▶ **Texte**
Y a‑t-il un lien entre le Corps sans organes et l’esthétique des miniatures indiennes Champa et Kangra, les deux principales écoles classiques du 2° siècle de notre ère ?
Ces peintures décrivent les amours de Krishna et son don d’ubiquité : il pouvait se trouver au même moment avec chacune de ses amantes, les âmes. On y voit Radha traversant la nuit la forêt pour rejoindre Krishna dissimulé dans un buisson, des serpents sinueux dans un ciel ombragé, des lotus rivalisant de beauté avec les corps nus dans la rivière Jamuna, des palais entourés d’arbres résonnant du chant des oiseaux amoureux… Lorsque la stylisation est assumée à ce point, lorsque la saveur (le rasa) de l’œuvre donne un paysage aux sensations pour produire l’émotion, les organes (la représentation, l’illustration) sont-ils encore accessibles au regard ?
Nous avons vérifié avec la peinture de Francis Bacon : lorsque le Corps sans organes est à l’œuvre, les sensations du corps sont peintes en direct, dans leur immanence, la Figure remplaçant la figuration dans le regard du spectateur.
Les écoles de Champa et de Kangra peindraient-elle les sensations de l’âme (la corporéité de l’âme) avec les codes culturels de l’Inde médiévale, et dans leur transcendance ?
A priori, rien ne serait plus opposé que ces deux peintures, Radha – Krishna et les corps de Bacon. Pourtant, j’y vois un lien sous-jacent : la saveur, et l’impossibilité de soutenir le regard face à ces œuvres, de par l’intensité qu’elles dégagent. Un lien entre les corps débordants de Bacon, et ce Krishna qui n’en finit pas de se dédoubler, entre la géométrie nette et irréaliste des tableaux et celle des miniatures qui fait entrer dans une petite boîte une scène entière.
Est-ce cette immersion dans la peinture ? Le « volume » s’est imposé à l’issue de l’éveil des muscles et/ou sensations. Essayer de retrouver son propre volume, cela en vaut la peine.
Le volume s’est mis à créer plusieurs espaces : le dedans et le dehors, la scène et le hors-scène, et ce qu’il y a entre. La plasticité du volume en nous s’est mise en action : les bras qui gonflent, les mains immenses, le cylindre mobile du buste. Plus grave : le corps qui coule, s’étale au sol comme de la gélatine, se tord sans raison apparente, s’enfuit sous le tapis, les couleurs et volumes qui se distendent, implosent…
La fragilité du volume m’a submergée, ce volume qui peut être entamé, accidenté, amputé, rendu poussière.

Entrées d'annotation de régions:

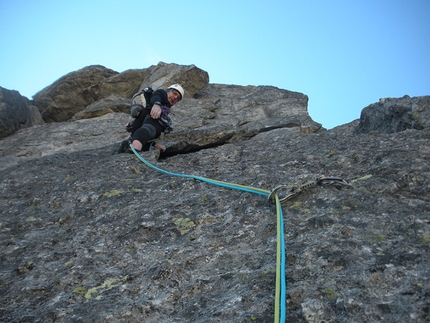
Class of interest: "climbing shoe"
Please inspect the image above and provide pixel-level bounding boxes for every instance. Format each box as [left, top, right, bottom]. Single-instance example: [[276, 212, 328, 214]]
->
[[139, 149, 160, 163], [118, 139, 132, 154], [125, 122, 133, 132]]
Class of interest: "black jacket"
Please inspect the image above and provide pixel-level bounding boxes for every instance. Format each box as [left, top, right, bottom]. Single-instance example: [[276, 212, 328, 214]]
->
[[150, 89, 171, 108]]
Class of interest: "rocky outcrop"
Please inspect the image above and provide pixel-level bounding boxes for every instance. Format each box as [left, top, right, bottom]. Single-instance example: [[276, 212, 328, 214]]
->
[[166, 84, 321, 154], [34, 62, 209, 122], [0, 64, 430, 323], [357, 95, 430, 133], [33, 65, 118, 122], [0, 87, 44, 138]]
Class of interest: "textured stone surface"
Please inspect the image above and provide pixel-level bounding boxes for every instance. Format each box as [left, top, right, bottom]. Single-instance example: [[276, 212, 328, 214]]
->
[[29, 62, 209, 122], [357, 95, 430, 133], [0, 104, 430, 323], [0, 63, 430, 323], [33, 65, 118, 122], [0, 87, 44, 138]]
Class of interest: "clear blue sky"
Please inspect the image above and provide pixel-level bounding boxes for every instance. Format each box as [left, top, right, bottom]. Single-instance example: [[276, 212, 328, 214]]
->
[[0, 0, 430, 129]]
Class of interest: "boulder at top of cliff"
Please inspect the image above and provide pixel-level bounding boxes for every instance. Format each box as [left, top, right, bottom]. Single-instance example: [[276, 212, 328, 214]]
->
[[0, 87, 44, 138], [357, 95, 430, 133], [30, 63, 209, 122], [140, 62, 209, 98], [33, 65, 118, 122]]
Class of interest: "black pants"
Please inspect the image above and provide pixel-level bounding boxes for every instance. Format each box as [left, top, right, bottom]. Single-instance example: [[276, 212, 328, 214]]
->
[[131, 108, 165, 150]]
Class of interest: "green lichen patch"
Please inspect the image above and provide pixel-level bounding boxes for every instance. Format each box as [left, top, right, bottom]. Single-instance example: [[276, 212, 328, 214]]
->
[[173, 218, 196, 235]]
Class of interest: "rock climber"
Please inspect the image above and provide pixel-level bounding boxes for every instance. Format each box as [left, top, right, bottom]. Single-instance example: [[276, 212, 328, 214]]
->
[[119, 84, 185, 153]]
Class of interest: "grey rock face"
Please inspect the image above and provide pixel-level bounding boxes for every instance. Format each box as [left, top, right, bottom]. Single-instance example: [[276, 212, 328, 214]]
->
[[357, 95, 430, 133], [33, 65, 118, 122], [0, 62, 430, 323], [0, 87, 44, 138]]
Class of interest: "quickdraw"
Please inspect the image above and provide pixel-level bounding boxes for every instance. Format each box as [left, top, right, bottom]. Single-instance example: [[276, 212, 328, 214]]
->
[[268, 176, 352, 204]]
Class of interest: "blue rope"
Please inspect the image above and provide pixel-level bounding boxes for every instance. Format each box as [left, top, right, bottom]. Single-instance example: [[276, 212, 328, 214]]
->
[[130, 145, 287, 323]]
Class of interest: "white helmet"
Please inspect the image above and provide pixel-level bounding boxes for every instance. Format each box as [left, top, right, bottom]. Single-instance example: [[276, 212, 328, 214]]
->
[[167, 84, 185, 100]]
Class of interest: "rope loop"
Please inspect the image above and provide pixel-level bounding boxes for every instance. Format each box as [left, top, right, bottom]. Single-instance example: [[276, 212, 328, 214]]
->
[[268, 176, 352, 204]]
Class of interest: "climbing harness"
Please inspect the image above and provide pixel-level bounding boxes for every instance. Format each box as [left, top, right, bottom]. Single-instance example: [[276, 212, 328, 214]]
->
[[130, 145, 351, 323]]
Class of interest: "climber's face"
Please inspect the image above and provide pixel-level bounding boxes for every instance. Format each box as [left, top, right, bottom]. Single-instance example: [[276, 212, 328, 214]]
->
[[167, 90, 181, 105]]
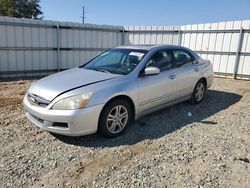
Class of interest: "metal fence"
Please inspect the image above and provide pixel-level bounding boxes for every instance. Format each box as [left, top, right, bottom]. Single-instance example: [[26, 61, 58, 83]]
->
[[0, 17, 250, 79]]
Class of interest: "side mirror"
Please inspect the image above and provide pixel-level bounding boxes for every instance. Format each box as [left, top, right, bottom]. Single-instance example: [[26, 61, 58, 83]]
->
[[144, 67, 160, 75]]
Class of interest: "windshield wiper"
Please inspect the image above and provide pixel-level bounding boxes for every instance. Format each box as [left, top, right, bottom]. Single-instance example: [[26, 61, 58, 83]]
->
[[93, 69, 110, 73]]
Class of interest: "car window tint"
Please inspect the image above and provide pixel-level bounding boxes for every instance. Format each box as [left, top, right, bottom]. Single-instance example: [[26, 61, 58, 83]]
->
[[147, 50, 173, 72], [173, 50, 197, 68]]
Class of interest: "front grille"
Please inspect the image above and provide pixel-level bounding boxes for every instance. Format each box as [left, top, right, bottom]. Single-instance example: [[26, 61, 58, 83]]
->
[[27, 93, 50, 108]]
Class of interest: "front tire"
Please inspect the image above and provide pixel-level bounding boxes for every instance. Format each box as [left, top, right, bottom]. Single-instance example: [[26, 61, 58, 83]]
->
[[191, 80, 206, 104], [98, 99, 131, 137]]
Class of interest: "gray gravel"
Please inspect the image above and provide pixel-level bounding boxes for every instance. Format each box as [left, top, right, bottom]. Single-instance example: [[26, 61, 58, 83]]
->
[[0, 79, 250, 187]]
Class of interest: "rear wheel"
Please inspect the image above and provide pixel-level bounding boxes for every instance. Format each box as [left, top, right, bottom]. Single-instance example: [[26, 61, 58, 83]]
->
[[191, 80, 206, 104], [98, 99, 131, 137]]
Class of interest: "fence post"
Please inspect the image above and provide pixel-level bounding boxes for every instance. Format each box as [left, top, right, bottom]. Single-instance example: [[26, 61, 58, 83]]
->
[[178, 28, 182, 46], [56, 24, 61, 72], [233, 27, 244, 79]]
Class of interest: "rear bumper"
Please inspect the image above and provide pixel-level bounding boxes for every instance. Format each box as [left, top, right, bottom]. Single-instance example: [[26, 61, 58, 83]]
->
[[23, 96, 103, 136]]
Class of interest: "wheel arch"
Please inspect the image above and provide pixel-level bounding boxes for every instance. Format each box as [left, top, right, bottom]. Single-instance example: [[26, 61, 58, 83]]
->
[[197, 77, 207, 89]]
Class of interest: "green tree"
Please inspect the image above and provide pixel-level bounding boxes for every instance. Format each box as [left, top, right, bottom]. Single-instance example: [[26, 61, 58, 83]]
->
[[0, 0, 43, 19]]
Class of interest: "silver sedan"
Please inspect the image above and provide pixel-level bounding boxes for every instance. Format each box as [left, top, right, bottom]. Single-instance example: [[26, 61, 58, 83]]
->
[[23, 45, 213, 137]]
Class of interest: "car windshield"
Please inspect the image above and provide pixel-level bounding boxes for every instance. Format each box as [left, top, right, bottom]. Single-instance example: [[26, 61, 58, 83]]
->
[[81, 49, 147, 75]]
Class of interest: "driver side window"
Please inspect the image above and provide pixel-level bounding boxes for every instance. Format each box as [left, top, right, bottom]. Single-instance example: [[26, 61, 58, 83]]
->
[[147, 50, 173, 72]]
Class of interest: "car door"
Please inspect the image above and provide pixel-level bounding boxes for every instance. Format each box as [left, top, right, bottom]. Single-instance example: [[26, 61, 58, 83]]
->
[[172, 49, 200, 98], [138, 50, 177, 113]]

==

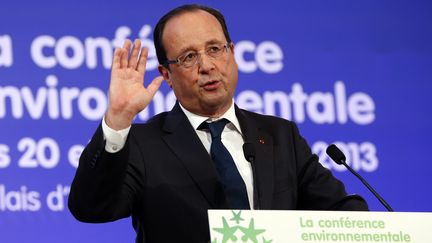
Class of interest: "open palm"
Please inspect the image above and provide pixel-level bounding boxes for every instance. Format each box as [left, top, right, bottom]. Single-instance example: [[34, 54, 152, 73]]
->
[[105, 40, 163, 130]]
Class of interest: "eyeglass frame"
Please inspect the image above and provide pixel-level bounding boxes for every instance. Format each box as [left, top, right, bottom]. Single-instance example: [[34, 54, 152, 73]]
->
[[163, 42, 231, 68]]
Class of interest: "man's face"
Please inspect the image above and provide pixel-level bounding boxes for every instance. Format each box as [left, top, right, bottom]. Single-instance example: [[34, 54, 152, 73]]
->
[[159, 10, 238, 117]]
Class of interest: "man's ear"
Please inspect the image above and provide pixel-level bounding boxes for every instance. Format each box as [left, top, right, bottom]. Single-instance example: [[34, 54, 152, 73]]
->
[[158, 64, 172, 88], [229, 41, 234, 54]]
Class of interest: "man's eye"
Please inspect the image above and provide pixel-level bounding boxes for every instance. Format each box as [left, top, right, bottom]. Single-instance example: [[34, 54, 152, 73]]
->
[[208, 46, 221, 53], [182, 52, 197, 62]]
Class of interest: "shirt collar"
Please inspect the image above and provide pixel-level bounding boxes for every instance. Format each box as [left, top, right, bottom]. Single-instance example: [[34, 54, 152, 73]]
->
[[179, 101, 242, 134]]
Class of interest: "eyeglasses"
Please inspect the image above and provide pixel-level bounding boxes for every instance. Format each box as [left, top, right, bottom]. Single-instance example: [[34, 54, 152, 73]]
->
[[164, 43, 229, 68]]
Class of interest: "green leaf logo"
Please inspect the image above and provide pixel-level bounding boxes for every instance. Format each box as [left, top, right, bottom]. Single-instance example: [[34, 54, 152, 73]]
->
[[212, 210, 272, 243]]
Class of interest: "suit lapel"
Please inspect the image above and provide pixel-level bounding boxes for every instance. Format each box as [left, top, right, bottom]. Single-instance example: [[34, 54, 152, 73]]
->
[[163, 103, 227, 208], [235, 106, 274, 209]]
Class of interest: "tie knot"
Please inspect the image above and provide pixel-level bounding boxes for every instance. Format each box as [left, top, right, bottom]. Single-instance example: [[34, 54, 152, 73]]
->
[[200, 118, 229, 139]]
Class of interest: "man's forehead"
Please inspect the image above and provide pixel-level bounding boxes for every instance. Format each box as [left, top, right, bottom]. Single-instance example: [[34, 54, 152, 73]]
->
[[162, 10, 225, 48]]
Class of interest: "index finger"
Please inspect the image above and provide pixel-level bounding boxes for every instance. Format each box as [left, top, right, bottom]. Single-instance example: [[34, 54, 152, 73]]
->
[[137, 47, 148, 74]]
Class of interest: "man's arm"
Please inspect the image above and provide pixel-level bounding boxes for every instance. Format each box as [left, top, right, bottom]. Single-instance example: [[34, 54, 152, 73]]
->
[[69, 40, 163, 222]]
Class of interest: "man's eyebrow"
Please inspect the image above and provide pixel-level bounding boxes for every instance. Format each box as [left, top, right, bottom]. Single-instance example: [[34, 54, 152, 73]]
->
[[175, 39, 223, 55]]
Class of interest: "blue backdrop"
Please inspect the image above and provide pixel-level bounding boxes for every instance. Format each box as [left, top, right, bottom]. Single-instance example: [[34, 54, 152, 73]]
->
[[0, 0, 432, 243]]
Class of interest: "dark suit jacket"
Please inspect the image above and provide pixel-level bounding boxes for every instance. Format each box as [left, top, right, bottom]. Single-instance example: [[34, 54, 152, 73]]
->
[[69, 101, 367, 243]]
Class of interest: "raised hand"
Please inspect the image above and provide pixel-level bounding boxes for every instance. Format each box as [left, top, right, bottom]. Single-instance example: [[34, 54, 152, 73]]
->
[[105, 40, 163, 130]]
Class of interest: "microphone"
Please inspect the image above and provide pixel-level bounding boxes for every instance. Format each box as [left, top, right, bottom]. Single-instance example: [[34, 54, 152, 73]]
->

---

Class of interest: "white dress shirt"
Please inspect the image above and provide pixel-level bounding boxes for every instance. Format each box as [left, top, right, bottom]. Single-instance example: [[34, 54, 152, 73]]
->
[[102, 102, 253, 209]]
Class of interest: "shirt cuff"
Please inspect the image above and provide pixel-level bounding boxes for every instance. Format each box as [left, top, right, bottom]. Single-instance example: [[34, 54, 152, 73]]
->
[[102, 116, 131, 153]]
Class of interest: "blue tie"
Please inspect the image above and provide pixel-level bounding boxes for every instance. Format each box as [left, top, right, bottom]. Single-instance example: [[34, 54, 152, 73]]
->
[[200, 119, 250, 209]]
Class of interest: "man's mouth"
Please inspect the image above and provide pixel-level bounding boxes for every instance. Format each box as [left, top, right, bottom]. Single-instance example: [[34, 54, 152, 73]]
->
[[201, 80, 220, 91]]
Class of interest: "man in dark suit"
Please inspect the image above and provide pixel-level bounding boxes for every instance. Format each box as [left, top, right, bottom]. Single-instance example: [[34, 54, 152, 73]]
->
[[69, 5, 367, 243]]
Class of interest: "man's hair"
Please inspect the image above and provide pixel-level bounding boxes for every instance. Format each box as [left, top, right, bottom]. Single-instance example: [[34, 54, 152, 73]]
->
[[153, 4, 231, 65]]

▶ **Consignes**
**A.** Répondez à ces questions sur le texte.
(i) Dans quelle rivière se trouvent les corps nus décrits dans les miniatures ?
(ii) Quel peintre sert de point de comparaison avec ces miniatures ?
(iii) Qu'est-ce qui s'est imposé à l'issue de l'éveil des muscles et/ou sensations ?
**B.** Modifiez le passage du texte qui s'ouvre sur les mots contenant « Nous avons vérifié » et se ferme sur « une scène entière. », en y remplaçant « spectateur » par « visiteur ».

▶ **Réponses**
**A.**
(i) Dans la rivière Jamuna.
(ii) Francis Bacon.
(iii) Le « volume ».

**B.**
Nous avons vérifié avec la peinture de Francis Bacon : lorsque le Corps sans organes est à l’œuvre, les sensations du corps sont peintes en direct, dans leur immanence, la Figure remplaçant la figuration dans le regard du visiteur.
Les écoles de Champa et de Kangra peindraient-elle les sensations de l’âme (la corporéité de l’âme) avec les codes culturels de l’Inde médiévale, et dans leur transcendance ?
A priori, rien ne serait plus opposé que ces deux peintures, Radha – Krishna et les corps de Bacon. Pourtant, j’y vois un lien sous-jacent : la saveur, et l’impossibilité de soutenir le regard face à ces œuvres, de par l’intensité qu’elles dégagent. Un lien entre les corps débordants de Bacon, et ce Krishna qui n’en finit pas de se dédoubler, entre la géométrie nette et irréaliste des tableaux et celle des miniatures qui fait entrer dans une petite boîte une scène entière.